Object pointing listing rows
[start]
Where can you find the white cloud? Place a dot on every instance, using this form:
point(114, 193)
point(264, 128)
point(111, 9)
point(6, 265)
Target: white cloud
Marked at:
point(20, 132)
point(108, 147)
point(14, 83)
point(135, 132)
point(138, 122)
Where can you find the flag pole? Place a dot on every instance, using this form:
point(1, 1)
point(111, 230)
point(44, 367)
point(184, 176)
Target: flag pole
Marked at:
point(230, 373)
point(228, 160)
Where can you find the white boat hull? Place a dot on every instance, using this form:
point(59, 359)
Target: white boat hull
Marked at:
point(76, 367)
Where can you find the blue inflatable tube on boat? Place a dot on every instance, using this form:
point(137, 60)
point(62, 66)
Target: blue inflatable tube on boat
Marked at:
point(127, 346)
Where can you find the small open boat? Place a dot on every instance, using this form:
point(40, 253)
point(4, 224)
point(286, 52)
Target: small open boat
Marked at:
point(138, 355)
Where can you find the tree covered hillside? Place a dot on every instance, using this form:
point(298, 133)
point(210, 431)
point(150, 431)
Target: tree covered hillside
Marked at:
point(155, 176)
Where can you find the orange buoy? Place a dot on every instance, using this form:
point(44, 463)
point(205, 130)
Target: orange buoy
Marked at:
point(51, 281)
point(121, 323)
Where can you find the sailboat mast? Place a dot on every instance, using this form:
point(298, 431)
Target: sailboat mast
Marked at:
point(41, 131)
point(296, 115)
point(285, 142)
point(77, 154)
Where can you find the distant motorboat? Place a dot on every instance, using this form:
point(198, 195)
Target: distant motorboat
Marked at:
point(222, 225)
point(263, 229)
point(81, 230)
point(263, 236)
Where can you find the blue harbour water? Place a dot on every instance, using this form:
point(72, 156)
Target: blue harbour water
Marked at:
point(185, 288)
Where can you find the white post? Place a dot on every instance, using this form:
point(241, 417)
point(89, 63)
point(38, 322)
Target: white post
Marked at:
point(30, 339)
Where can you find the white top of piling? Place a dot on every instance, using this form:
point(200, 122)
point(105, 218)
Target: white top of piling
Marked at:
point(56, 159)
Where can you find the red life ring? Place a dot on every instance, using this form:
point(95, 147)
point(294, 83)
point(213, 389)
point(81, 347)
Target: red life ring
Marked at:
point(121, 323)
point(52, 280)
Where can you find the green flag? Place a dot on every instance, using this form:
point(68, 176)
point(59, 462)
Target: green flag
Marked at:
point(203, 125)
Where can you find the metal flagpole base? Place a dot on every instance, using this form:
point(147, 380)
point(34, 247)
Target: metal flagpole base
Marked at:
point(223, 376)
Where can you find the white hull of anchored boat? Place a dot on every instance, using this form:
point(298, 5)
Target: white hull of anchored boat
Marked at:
[end]
> _WHAT THIS TASK INVOLVES_
Please copy out, word for word, the lines of the listing above, starting with the line that contains "Where can you find the white top" and going on through the line that contains "point(56, 159)".

> _SOLUTION TO THIS PROBLEM_
Where can you find the white top of piling? Place a dot on every instance, using this form:
point(200, 122)
point(105, 218)
Target: white top of piling
Marked at:
point(56, 159)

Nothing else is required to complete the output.